(PAGE TEXT begins)

I've been offering updates from my own small town/rural corner of the universe for just one more data point about how various school districts are dealing with pandemic education. We don't all need to write about New York City schools.
My region had a decent shot. In a county of 50,000 people, we had a total of 70 cases at the beginning of September. All schools opened for face-to-face instruction, with various precautions and protocols in place.
Things have gone south pretty rapidly. We just passed 1,000 cases.
School districts had moved from face to face to hybrid elementary and distance high school. That lasted a few weeks, but there have been repeated multiple out breaks in schools. One district is still toggling between hybrid and distance--basically every time there's a confirmed case in the school, they go back to distance for a couple of weeks. Everyone else was in distance mode.
Last night several local boards (there are four districts in the county) met to decide what to do with the rest of December. The discussions were spirited but nuanced. Because we are so rural, there are some major issues with getting a wifi signal to some folks; there are a few hot spots set up, but (and this seems to escape some folks) a hot spot is basically a relay station, and you can't relay a signal you can't get. So folks who want to use the hot spots have to drive to them. Not everyone has vehicle access, and winter's moving in.
The local boards really struggling. Nobody thinks virtual school is best. Nobody. But now, really for the first time, people now people who have suffered or died from covid. Reliably Trumpy Facebook pages now get pushback against "this is all just a scam, you dumb sheeple" posts.

(PAGE TEXT ends)
(DATASET RECORDS begins)

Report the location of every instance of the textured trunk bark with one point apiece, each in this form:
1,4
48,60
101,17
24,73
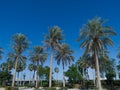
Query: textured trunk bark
51,61
14,75
63,78
33,77
98,73
37,75
93,76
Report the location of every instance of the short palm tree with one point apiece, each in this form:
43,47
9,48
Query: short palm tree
19,45
64,55
38,56
95,37
52,40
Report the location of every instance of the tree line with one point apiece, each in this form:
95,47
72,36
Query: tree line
94,37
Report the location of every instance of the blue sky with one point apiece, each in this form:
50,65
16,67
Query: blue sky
33,17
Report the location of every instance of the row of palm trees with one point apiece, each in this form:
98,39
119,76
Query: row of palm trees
95,37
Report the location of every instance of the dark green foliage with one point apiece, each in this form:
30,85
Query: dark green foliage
73,75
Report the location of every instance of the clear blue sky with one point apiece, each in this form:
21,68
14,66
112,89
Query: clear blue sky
33,17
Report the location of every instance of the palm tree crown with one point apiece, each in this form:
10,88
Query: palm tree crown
53,40
64,55
19,45
95,38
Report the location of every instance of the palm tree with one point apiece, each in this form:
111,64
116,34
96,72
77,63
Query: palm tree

(DATASET RECORDS ends)

INSTRUCTIONS FOR THE TASK:
Continue the post about rural school districts during the pandemic, starting after its last sentence.

RESPONSE:
"Look, I didn't have any names to put to this two weeks ago. Now I do," said one local principal to his board. "There's no easy answers. I'm riding the fence, too. Are we digging a ditch educationally? Yes, but we could be digging a ditch to put somebody in."
People are concerned about the uncertainty. Teachers are worried about safety (well, most are) and working to deal with the workload challenges of the various models. Teachers are sharing hacks, tips, pieces of software, materials, teaming up for online instruction. They have the advantage of having started the year face to face and building an initial relationship with students, but it's still tough. Tomorrow night, at her students' request, my wife is hosting a zoom hot chocolate party with her second graders, during which they will sip hot chocolate and show off decorations/pets/whatever at their homes.
People are concerned about the virus, about the viability of local small businesses, about staying caught up with the state's patchwork quilt of inconsistent rules. And what is anyone going to do about Christmas? This is likely to be a long month.